(Stored data)
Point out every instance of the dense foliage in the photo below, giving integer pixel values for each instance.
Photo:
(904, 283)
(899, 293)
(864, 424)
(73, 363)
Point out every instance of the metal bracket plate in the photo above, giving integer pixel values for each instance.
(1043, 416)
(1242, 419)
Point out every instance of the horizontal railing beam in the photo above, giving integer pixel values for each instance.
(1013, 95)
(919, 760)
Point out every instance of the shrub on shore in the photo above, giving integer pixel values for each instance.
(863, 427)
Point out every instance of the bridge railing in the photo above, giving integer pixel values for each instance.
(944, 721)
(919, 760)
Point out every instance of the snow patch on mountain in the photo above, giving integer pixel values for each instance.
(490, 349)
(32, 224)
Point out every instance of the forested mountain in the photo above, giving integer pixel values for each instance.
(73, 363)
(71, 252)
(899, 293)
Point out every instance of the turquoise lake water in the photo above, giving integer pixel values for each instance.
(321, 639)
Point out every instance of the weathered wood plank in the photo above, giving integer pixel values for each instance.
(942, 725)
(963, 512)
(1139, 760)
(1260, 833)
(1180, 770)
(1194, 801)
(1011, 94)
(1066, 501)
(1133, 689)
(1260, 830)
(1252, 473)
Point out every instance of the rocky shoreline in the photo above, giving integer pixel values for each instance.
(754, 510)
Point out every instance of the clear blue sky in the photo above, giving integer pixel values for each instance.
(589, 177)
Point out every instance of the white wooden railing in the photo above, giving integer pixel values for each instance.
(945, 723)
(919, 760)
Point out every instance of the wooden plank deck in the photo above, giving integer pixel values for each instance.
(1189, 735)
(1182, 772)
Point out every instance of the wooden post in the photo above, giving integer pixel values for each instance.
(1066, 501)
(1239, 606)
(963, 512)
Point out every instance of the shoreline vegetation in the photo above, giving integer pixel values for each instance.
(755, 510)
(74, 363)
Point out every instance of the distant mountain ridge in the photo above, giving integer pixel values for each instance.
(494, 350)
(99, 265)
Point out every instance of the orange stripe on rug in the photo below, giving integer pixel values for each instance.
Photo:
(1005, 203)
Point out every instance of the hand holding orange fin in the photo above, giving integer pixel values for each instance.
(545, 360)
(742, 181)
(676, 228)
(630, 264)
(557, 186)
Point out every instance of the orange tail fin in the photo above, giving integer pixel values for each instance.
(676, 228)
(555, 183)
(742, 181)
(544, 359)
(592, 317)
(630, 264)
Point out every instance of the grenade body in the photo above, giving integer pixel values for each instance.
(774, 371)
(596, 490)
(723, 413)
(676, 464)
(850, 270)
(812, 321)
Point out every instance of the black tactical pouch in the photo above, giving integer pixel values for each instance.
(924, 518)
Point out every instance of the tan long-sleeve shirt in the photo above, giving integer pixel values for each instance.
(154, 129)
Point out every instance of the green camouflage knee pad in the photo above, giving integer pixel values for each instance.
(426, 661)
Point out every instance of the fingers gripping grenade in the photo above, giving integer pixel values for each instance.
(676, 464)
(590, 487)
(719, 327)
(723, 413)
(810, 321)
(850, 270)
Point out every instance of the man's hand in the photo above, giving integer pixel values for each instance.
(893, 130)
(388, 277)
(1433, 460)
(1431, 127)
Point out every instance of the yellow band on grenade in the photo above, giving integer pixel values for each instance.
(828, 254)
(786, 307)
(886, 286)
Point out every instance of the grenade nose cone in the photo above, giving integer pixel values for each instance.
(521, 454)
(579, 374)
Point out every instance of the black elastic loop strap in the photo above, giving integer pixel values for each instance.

- _Task description_: Retype every line of the stored data above verbatim, without any alteration.

- _Complete response_:
Point out every instance of the dense foliage in the photo below, giving integer pixel values for each instance.
Photo:
(904, 283)
(899, 293)
(864, 424)
(73, 363)
Point out every instance of the metal bracket plate in the photo above, giving integer pixel values for each instance.
(1043, 416)
(1242, 419)
Point out every instance of the horizontal railing beam in the photo above, giving integer pixel values for each instance.
(1013, 95)
(919, 760)
Point out every instance of the shrub on shore in the photo above, giving integer pixel values for each instance.
(863, 427)
Point out every instance of the bridge railing in the photo above, giving integer pixel values for each instance.
(944, 721)
(919, 760)
Point out every instance of the snow patch on mountain in the photo above, giving integer pixel values for each instance.
(490, 349)
(32, 224)
Point out every instance of the forested mountain in the photo above, giving integer pixel values for each instance.
(73, 363)
(71, 252)
(899, 293)
Point out every instance of the turquoise lake water in the photo above, giving integer pixel values for each instance.
(321, 639)
Point out every instance of the weathered wood plank in the photo above, giving integer pixel values for each instance.
(942, 725)
(963, 512)
(1139, 760)
(1260, 833)
(1180, 770)
(1194, 801)
(1011, 94)
(1066, 501)
(1133, 689)
(1260, 830)
(1252, 473)
Point out every instance of the rocky shoreline in the photo above, giving integer pixel values for each instance.
(754, 510)
Point out every instance of the clear blue sky in the photo above, giving integer pixel values for each instance.
(589, 177)
Point out every instance of the white wooden railing in the photo above, giving integer pixel values for each instance.
(945, 723)
(919, 760)
Point out every instance of the wooden plank deck in the photo above, giving integer pixel values for each instance.
(1189, 735)
(1182, 772)
Point out every instance of the wooden post in the photo above, giving integer pixel values for each instance.
(1066, 501)
(1239, 606)
(963, 512)
Point out every instance of the shoreline vegetation in the photo above, giving integer pixel values for each instance.
(755, 510)
(74, 363)
Point out every instance of the distant mountain ridge in the photo above, giving integer pixel values for each instance.
(494, 350)
(99, 265)
Point out every instance of the orange stripe on rug in the photo below, giving integer pixel values for each instance.
Photo:
(1005, 203)
Point out every instance of the hand holding orange fin in the photo above, giving integer pixel values for each instance.
(545, 360)
(742, 181)
(676, 228)
(630, 264)
(557, 186)
Point out every instance of the orange tail fin in the photo above, giving integer pixel values for each instance.
(676, 228)
(555, 183)
(742, 181)
(544, 359)
(592, 317)
(630, 264)
Point out every instance of the grenade body in the photo above, giving integer pixel values for each instance.
(774, 371)
(596, 490)
(723, 413)
(676, 464)
(850, 270)
(812, 321)
Point out every instance of the black tactical pouch in the photo above, giving integer pixel values for each instance.
(924, 518)
Point out every instance of the tan long-sleeve shirt in the photo above, giving integer pixel values for each instance.
(154, 129)
Point out every instance of the green camouflage knee pad in the photo above, giving integer pixel values for each instance.
(426, 661)
Point out every instance of the fingers gripping grenade in the photo above, giving integer pixel values for each instance.
(676, 464)
(590, 487)
(719, 327)
(723, 413)
(810, 321)
(850, 270)
Point out every instance of the man's hand in the photo above, giving integer pixel values for each instance.
(893, 130)
(388, 277)
(1433, 460)
(1431, 127)
Point out every instance of the yellow band on grenade in the photo above, giving integer pixel values for each instance.
(828, 254)
(786, 307)
(886, 286)
Point out every instance of the grenade nose cone in the photo above, giving integer pixel values for each instance.
(521, 454)
(579, 374)
Point out every instance of the black elastic loop strap in the photo above, giving integer pixel values for each instance.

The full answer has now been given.